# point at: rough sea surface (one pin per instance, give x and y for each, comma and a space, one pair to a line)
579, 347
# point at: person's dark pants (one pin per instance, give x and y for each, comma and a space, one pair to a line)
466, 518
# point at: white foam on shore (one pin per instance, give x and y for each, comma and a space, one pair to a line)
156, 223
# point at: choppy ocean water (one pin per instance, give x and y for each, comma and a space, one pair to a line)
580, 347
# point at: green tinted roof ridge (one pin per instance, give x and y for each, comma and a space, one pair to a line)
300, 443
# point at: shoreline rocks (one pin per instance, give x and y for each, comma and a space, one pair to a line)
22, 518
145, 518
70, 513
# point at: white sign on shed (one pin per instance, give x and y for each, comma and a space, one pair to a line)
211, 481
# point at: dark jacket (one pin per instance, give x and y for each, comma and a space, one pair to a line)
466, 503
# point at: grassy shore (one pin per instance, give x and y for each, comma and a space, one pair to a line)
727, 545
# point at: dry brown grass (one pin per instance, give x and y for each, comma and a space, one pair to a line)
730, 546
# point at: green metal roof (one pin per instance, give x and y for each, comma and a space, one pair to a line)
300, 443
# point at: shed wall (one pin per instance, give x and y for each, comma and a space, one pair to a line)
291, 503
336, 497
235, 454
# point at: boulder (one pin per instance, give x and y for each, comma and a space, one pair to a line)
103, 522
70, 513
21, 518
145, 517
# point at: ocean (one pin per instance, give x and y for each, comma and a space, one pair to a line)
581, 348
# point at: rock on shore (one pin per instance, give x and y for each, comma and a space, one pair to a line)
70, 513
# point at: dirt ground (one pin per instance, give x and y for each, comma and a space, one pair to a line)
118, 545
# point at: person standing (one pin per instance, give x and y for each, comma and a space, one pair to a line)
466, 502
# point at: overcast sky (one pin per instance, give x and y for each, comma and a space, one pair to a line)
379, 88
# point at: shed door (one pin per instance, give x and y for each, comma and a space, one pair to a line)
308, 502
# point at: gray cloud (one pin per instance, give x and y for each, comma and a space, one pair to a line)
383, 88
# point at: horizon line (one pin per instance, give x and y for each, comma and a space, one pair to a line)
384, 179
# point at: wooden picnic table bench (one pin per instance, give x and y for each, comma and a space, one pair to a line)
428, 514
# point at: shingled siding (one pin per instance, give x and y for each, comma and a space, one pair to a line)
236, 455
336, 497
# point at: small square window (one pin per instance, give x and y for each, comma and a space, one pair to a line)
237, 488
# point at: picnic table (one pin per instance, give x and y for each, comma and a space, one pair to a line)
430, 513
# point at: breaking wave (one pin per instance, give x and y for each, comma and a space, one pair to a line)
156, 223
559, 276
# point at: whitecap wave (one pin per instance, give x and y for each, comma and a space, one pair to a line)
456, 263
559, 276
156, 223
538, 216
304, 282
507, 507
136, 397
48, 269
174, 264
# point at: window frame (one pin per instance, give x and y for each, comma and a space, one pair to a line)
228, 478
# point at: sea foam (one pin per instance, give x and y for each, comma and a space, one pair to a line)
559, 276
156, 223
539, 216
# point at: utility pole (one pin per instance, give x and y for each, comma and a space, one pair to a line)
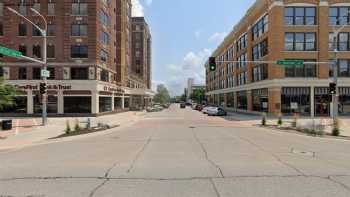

Task directions
Return the complete material exactly as given, excluding images.

Task result
# point at: rough sea surface (one pin per instance, give x and y for each, comma and a space, one pair to a line)
579, 347
# point at: person's dark pants (one pin per instance, give x and y for each, comma and a space, one pair to a line)
466, 518
# point at: white foam on shore (one pin per instance, give x and y for each, comma and a space, one pair to a line)
156, 223
# point at: choppy ocean water (one pin per instance, give x and y for each, comma and a space, one pair to a line)
580, 347
# point at: green tinted roof ridge (one pin per instance, give x and y for each, comma and a space, one pair to a line)
300, 443
# point at: shoreline rocks (one pin per instance, give x and y for each, comma and a space, one pair to a line)
22, 518
145, 518
70, 513
# point at: white sign on shed (one pin per instance, give x and y for each, comma and a space, one pair to a line)
211, 481
# point at: dark jacket (one pin per instance, give x and y for each, comma and a space, one pair to a line)
466, 503
# point at: grassy shore (one pin per instance, give x and y for each, comma and a space, one pair to a line)
727, 545
# point at: dry brown grass (one pin per instance, give x and y for each, comma and a space, one pair to a line)
730, 546
# point at: green metal roof (one pin per instance, give x and y for each, comma and a space, one pair to a line)
300, 443
# point at: shed wall (one pin per instance, give x and y for each, comma and a space, one pair to a line)
291, 503
336, 497
235, 454
# point at: boulder (one pin per instance, give x and y for each, comma and a space, one pair to a line)
103, 522
70, 513
21, 518
145, 517
# point at: ocean (one pin per instance, give x and y for each, comma and a space, one pair to a line)
581, 348
# point at: rock on shore (one pin per instance, give x and y for each, comma and a space, one pair to a line)
70, 513
# point at: dirt ground (one pin per instance, give x and y for each, comma and a space, one pair to a line)
118, 545
# point at: person standing (one pin per instance, give x and y for each, comma and a space, one pair to a line)
466, 502
# point at: overcast sky (one pin per instance, give x and y for each, comma and a space, one pair to a line)
379, 88
# point at: shed door (one pin per instance, give x and y for each, comma and a space, one pair to a line)
308, 502
# point at: gray cloud (one pin per instance, give x and y for each, comma and a space, one pair to a line)
383, 88
# point at: horizon line (one pin per instance, give x and y for each, comma and a space, one pair to a line)
384, 179
# point at: wooden picnic table bench (one pin per instance, give x and y for each, comma and a space, one pair to a line)
428, 514
# point at: shingled siding (one pin per instance, give x and y for each, comma and a space, one pair to a line)
236, 455
336, 497
# point at: small square window (one pin per instance, give x and y for each, comma and a space, one pair to a line)
237, 488
# point at: picnic table (one pin per instance, give x and y for each, comma and a space, one pair to a line)
430, 513
# point at: breaking wave (one pin per instance, give x and y for each, comma and a space, one pair to a line)
156, 223
559, 276
# point at: whitecap wave (one pin per instance, give x and y for each, comma and a space, one pair to a line)
456, 263
559, 276
156, 223
538, 216
304, 282
507, 507
136, 397
48, 269
174, 264
# point at: window frame (one pin per instance, give x and y for each, comma and a space, one pair to a line)
228, 478
# point at: sea foam (one pin per instance, give x and y for each, comma and a space, one pair to a line)
559, 276
156, 223
539, 216
# point at: utility pole (one pin per instance, give x and y for each, comma and a space, one pair to a line)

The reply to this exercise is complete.